Garlic is an essential staple for many types of cuisine, and as such, it is often something we buy in bulk so that we never run out. But that means that, every now and again, we reach for a bulb to discover a green shoot emerging, or slice into a clove to discover a bright green core. Does that mean the garlic is bad? And if not, is there anything special we need to do? Here’s what you need to know.

4 Tips for How to Prepare Garlic to Maximize Its Flavor and Benefits

First and foremost, if you want your garlic to last as long as possible, your best shot is choosing great garlic to begin with! When shopping for garlic, look for heads that are very firm, with tight, smooth papery skin on the exterior. The heads should feel a little heavy for their size, and none of the cloves on the exterior should feel soft or hollow.

With proper storage, garlic can last a long time! Whole bulbs, stored in a cool, dark, dry place with good ventilation, can last up to six months. Do not store garlic in the fridge, which is too humid. Do not put it into airtight containers. If you cannot store the bulbs in an open basket or ventilated storage container, a plain brown paper bag is your best bet.

Getty Images / Anna Derzhina

sprouted garlic on a green background

Sprouted garlic is simply garlic that has begun to generate new garlic. It has likely been exposed to too much heat, light or moisture and thinks that it is time to create a new garlic plant. Sometimes you will see the green shoots poking out of the bulb; sometimes, you won’t know that your garlic is sprouted until you slice into the cloves and see that the center has a bright green core. You can choose to either remove this green shoot or leave it in your recipe; it is entirely up to you.

• [SUPPLIED RECORDS]
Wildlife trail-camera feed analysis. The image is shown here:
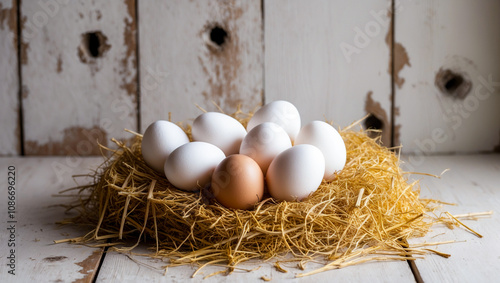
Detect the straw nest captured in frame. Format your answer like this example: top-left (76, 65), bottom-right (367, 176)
top-left (58, 112), bottom-right (446, 276)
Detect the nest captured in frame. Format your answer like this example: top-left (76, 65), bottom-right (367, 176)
top-left (60, 112), bottom-right (452, 276)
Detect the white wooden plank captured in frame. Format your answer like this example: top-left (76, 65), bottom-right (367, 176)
top-left (138, 0), bottom-right (263, 130)
top-left (97, 246), bottom-right (415, 283)
top-left (395, 0), bottom-right (500, 154)
top-left (0, 158), bottom-right (102, 282)
top-left (21, 0), bottom-right (137, 155)
top-left (0, 0), bottom-right (21, 155)
top-left (405, 154), bottom-right (500, 282)
top-left (264, 0), bottom-right (392, 145)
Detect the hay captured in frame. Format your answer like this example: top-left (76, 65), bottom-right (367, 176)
top-left (60, 112), bottom-right (472, 276)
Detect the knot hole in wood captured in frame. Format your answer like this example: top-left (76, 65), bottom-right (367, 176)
top-left (365, 113), bottom-right (384, 130)
top-left (435, 69), bottom-right (472, 99)
top-left (203, 23), bottom-right (229, 50)
top-left (78, 31), bottom-right (111, 63)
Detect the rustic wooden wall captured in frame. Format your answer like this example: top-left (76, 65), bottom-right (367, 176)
top-left (0, 0), bottom-right (500, 155)
top-left (0, 0), bottom-right (21, 155)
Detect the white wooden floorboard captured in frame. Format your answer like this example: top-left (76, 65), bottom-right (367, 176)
top-left (411, 154), bottom-right (500, 282)
top-left (0, 158), bottom-right (101, 282)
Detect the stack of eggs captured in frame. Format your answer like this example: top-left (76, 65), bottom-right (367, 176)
top-left (141, 100), bottom-right (346, 209)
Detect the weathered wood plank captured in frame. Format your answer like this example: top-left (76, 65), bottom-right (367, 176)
top-left (138, 0), bottom-right (263, 131)
top-left (97, 246), bottom-right (415, 283)
top-left (21, 0), bottom-right (137, 155)
top-left (264, 0), bottom-right (392, 145)
top-left (0, 157), bottom-right (102, 282)
top-left (405, 154), bottom-right (500, 282)
top-left (395, 0), bottom-right (500, 154)
top-left (0, 0), bottom-right (21, 155)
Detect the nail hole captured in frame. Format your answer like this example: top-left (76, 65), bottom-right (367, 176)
top-left (365, 114), bottom-right (384, 130)
top-left (210, 26), bottom-right (227, 47)
top-left (78, 31), bottom-right (111, 63)
top-left (87, 32), bottom-right (101, 58)
top-left (444, 76), bottom-right (464, 93)
top-left (435, 69), bottom-right (472, 99)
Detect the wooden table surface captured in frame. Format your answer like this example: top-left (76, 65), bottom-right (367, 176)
top-left (0, 154), bottom-right (500, 282)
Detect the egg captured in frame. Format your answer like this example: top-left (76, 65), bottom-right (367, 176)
top-left (211, 154), bottom-right (264, 209)
top-left (191, 112), bottom-right (247, 155)
top-left (141, 120), bottom-right (189, 173)
top-left (295, 121), bottom-right (347, 180)
top-left (266, 144), bottom-right (325, 201)
top-left (164, 142), bottom-right (226, 191)
top-left (247, 100), bottom-right (300, 143)
top-left (240, 122), bottom-right (292, 174)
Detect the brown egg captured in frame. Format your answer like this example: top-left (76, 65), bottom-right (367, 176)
top-left (212, 154), bottom-right (264, 209)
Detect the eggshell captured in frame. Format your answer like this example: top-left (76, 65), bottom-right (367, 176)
top-left (266, 144), bottom-right (325, 201)
top-left (141, 120), bottom-right (189, 173)
top-left (191, 112), bottom-right (247, 155)
top-left (247, 100), bottom-right (300, 143)
top-left (295, 121), bottom-right (347, 180)
top-left (165, 142), bottom-right (226, 191)
top-left (240, 122), bottom-right (292, 174)
top-left (211, 154), bottom-right (264, 209)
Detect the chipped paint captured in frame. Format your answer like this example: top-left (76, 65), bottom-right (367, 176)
top-left (365, 91), bottom-right (391, 146)
top-left (73, 249), bottom-right (103, 283)
top-left (385, 10), bottom-right (411, 88)
top-left (198, 1), bottom-right (244, 108)
top-left (24, 126), bottom-right (108, 156)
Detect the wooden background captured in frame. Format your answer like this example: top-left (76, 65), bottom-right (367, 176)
top-left (0, 0), bottom-right (500, 156)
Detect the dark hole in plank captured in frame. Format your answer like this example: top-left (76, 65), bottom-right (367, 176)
top-left (87, 32), bottom-right (101, 58)
top-left (365, 114), bottom-right (384, 130)
top-left (444, 75), bottom-right (464, 93)
top-left (434, 69), bottom-right (472, 99)
top-left (210, 26), bottom-right (227, 46)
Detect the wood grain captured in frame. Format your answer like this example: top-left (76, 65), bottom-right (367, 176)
top-left (264, 0), bottom-right (392, 145)
top-left (395, 0), bottom-right (500, 154)
top-left (0, 0), bottom-right (21, 155)
top-left (139, 0), bottom-right (263, 131)
top-left (405, 154), bottom-right (500, 282)
top-left (21, 0), bottom-right (137, 155)
top-left (97, 245), bottom-right (415, 283)
top-left (0, 157), bottom-right (102, 282)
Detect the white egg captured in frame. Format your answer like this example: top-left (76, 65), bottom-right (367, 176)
top-left (141, 120), bottom-right (189, 173)
top-left (191, 112), bottom-right (247, 155)
top-left (295, 121), bottom-right (347, 180)
top-left (247, 100), bottom-right (300, 142)
top-left (240, 122), bottom-right (292, 174)
top-left (165, 142), bottom-right (226, 191)
top-left (266, 144), bottom-right (325, 201)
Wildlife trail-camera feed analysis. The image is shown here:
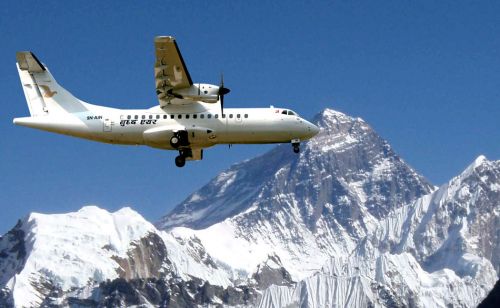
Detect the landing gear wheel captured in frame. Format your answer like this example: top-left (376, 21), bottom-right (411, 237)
top-left (170, 135), bottom-right (181, 149)
top-left (175, 155), bottom-right (186, 168)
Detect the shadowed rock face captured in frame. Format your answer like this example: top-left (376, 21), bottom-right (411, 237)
top-left (252, 255), bottom-right (294, 290)
top-left (0, 221), bottom-right (26, 285)
top-left (113, 233), bottom-right (171, 280)
top-left (65, 278), bottom-right (259, 308)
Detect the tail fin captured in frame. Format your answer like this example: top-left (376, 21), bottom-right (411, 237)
top-left (16, 51), bottom-right (87, 117)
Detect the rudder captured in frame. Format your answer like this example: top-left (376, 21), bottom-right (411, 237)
top-left (16, 51), bottom-right (86, 117)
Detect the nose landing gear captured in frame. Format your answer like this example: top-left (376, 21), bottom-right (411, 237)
top-left (292, 139), bottom-right (300, 154)
top-left (170, 130), bottom-right (189, 149)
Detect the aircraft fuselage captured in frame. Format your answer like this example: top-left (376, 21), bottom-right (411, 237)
top-left (14, 102), bottom-right (318, 150)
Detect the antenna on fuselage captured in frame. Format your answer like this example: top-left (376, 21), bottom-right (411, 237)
top-left (217, 73), bottom-right (231, 114)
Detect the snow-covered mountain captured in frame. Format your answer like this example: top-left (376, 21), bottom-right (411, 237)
top-left (157, 109), bottom-right (434, 281)
top-left (0, 109), bottom-right (500, 307)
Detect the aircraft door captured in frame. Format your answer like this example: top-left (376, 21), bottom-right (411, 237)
top-left (102, 119), bottom-right (113, 132)
top-left (236, 113), bottom-right (243, 124)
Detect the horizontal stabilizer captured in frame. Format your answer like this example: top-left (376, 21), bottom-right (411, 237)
top-left (16, 51), bottom-right (45, 73)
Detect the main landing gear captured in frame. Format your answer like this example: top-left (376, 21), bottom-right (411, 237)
top-left (292, 139), bottom-right (300, 154)
top-left (175, 149), bottom-right (193, 168)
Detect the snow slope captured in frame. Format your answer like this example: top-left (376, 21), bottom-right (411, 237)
top-left (0, 109), bottom-right (500, 307)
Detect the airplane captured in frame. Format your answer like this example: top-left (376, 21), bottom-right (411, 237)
top-left (13, 36), bottom-right (319, 167)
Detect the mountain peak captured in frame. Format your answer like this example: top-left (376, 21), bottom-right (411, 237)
top-left (157, 109), bottom-right (433, 232)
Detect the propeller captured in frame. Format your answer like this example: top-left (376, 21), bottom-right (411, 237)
top-left (217, 74), bottom-right (231, 114)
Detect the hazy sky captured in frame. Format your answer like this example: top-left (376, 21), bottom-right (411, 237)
top-left (0, 0), bottom-right (500, 234)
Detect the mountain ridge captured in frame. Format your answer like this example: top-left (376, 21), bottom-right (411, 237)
top-left (0, 109), bottom-right (500, 307)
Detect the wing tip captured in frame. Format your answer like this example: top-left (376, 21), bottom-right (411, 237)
top-left (155, 36), bottom-right (175, 43)
top-left (16, 51), bottom-right (46, 72)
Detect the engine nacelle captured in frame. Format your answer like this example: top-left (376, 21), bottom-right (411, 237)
top-left (168, 83), bottom-right (219, 103)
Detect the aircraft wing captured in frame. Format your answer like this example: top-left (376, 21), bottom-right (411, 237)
top-left (155, 36), bottom-right (193, 106)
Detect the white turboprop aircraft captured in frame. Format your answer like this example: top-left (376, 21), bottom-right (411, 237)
top-left (14, 36), bottom-right (319, 167)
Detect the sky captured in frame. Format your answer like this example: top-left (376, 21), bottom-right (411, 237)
top-left (0, 0), bottom-right (500, 234)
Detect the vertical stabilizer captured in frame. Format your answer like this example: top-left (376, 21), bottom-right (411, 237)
top-left (16, 51), bottom-right (87, 117)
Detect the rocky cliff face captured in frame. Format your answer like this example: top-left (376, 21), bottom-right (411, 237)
top-left (261, 157), bottom-right (500, 307)
top-left (157, 109), bottom-right (434, 280)
top-left (0, 110), bottom-right (500, 307)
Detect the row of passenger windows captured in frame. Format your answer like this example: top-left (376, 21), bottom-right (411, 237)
top-left (127, 113), bottom-right (248, 120)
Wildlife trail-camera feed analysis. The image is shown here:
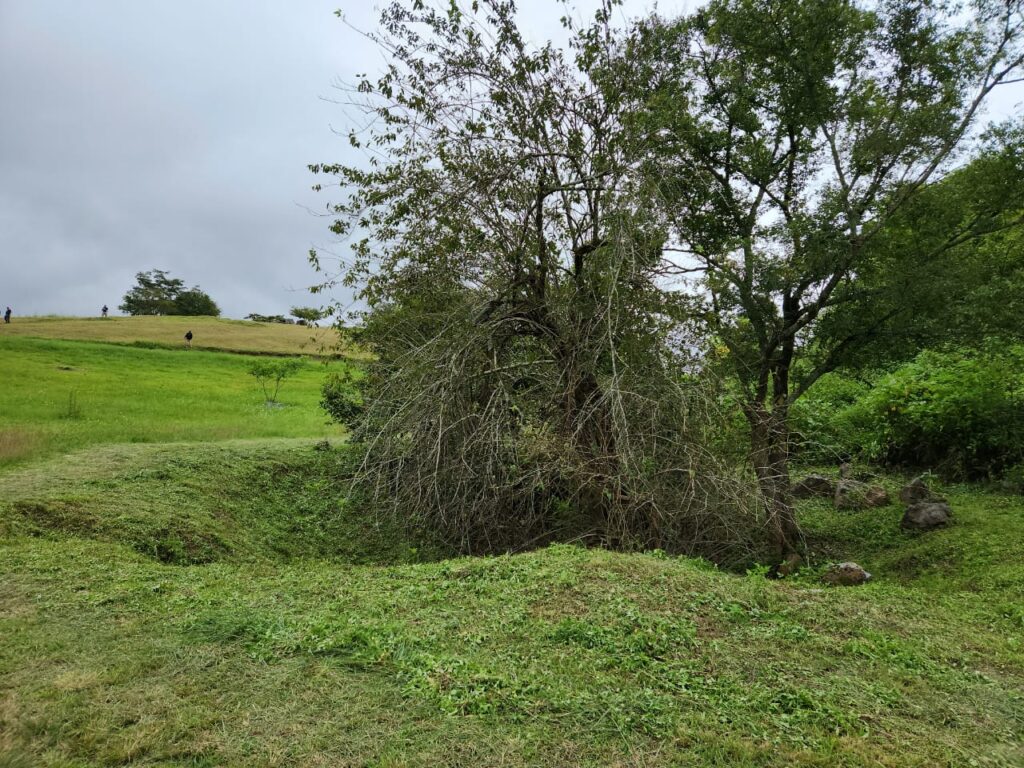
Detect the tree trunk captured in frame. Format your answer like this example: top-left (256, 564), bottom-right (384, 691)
top-left (746, 403), bottom-right (800, 565)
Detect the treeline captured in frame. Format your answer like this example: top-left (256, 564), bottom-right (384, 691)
top-left (311, 0), bottom-right (1024, 562)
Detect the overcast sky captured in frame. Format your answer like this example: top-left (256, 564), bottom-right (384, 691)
top-left (0, 0), bottom-right (1021, 317)
top-left (0, 0), bottom-right (687, 317)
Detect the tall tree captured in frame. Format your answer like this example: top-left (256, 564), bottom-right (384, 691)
top-left (624, 0), bottom-right (1024, 560)
top-left (312, 0), bottom-right (742, 554)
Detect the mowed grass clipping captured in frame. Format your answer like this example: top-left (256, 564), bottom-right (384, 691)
top-left (0, 481), bottom-right (1024, 768)
top-left (0, 336), bottom-right (346, 467)
top-left (0, 316), bottom-right (358, 356)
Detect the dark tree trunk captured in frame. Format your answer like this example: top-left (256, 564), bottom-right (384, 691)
top-left (744, 354), bottom-right (800, 566)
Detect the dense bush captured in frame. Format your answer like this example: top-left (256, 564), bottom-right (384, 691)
top-left (791, 374), bottom-right (870, 464)
top-left (321, 369), bottom-right (365, 427)
top-left (795, 347), bottom-right (1024, 478)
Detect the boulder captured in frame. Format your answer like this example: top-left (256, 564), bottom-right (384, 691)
top-left (821, 562), bottom-right (871, 587)
top-left (899, 477), bottom-right (945, 507)
top-left (790, 475), bottom-right (836, 499)
top-left (900, 502), bottom-right (953, 530)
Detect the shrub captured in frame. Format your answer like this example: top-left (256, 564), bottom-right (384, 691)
top-left (843, 347), bottom-right (1024, 478)
top-left (321, 369), bottom-right (364, 427)
top-left (249, 357), bottom-right (305, 402)
top-left (791, 374), bottom-right (870, 464)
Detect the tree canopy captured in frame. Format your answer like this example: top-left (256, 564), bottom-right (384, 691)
top-left (120, 269), bottom-right (220, 316)
top-left (311, 0), bottom-right (1024, 561)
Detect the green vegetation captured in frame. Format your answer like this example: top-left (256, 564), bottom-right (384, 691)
top-left (119, 269), bottom-right (220, 317)
top-left (0, 336), bottom-right (345, 467)
top-left (0, 0), bottom-right (1024, 768)
top-left (0, 454), bottom-right (1024, 768)
top-left (0, 315), bottom-right (1024, 768)
top-left (794, 341), bottom-right (1024, 479)
top-left (249, 358), bottom-right (306, 404)
top-left (311, 0), bottom-right (1024, 566)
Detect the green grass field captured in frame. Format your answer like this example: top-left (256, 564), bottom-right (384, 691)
top-left (0, 336), bottom-right (346, 467)
top-left (0, 316), bottom-right (358, 356)
top-left (0, 321), bottom-right (1024, 768)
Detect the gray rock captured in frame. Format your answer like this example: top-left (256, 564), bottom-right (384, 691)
top-left (899, 477), bottom-right (934, 507)
top-left (790, 475), bottom-right (836, 499)
top-left (900, 502), bottom-right (953, 530)
top-left (821, 562), bottom-right (871, 587)
top-left (864, 485), bottom-right (891, 507)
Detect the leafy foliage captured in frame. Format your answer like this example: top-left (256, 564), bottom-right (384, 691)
top-left (312, 0), bottom-right (758, 556)
top-left (120, 269), bottom-right (220, 316)
top-left (249, 357), bottom-right (306, 403)
top-left (844, 347), bottom-right (1024, 478)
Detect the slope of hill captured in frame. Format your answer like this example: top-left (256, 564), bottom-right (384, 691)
top-left (0, 318), bottom-right (1024, 768)
top-left (0, 335), bottom-right (346, 467)
top-left (0, 316), bottom-right (355, 355)
top-left (0, 441), bottom-right (1024, 768)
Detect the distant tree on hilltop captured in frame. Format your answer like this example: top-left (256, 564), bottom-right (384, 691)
top-left (292, 306), bottom-right (331, 326)
top-left (120, 269), bottom-right (220, 317)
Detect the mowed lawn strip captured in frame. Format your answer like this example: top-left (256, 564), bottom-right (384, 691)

• [SET OF TASKS]
1. Retype the garlic passage word for word, starting with "Garlic is an" and going on through "soft or hollow.".
2. Write what comes next in the garlic passage, picking up after its last sentence.

• [EXPECTED RESPONSES]
1.
Garlic is an essential staple for many types of cuisine, and as such, it is often something we buy in bulk so that we never run out. But that means that, every now and again, we reach for a bulb to discover a green shoot emerging, or slice into a clove to discover a bright green core. Does that mean the garlic is bad? And if not, is there anything special we need to do? Here’s what you need to know.

4 Tips for How to Prepare Garlic to Maximize Its Flavor and Benefits

First and foremost, if you want your garlic to last as long as possible, your best shot is choosing great garlic to begin with! When shopping for garlic, look for heads that are very firm, with tight, smooth papery skin on the exterior. The heads should feel a little heavy for their size, and none of the cloves on the exterior should feel soft or hollow.

2.
Sprouted garlic is absolutely safe to eat. But moldy garlic is not. Sprouted garlic will have bright green or bright yellow shoots that are in the center of the cloves and sometimes will poke out of the top of the cloves. Any discoloration that is bluish-green (instead of yellow-green), is fuzzy or dusty-looking, and is on any exterior part of the cloves (instead of in the center) indicates mold, and that bulb should be discarded.

Sprouted garlic is not as young or fresh as unsprouted, so the flavor is impacted. Since it is a bit older, it will likely have lost some of its brighter notes, and the intensity of the “bite” can increase. The sprouts themselves are bitter, so it is often recommended that if you see a sprout, you remove it before continuing with your recipe. If your recipe only calls for one or two cloves of garlic, especially in a large batch of soup or stew, there is really no need, as the bitterness of the small sprouts will get lost in the flavors of the rest of your dish. But if you are making a dish where garlic is the star (looking at you, chicken with 25 cloves of garlic) or a recipe where the garlic is used raw, like a pesto, it’s worth taking the time to remove the bitter sprouts.

Ultimately, worrying about sprouting garlic should not keep you from stocking up if you find your local grocer with a fresh pile that looks good or if you have the good fortune to have a purveyor at your local farmers market. It is safe to eat sprouted garlic, although you may want to remove those green shoots when preparing certain recipes like pesto, when garlic is the star and consumed raw—just for flavor’s sake. And if you are a gardener and find yourself with some sprouts? You can plant those sprouted cloves for a little garlic harvest of your own!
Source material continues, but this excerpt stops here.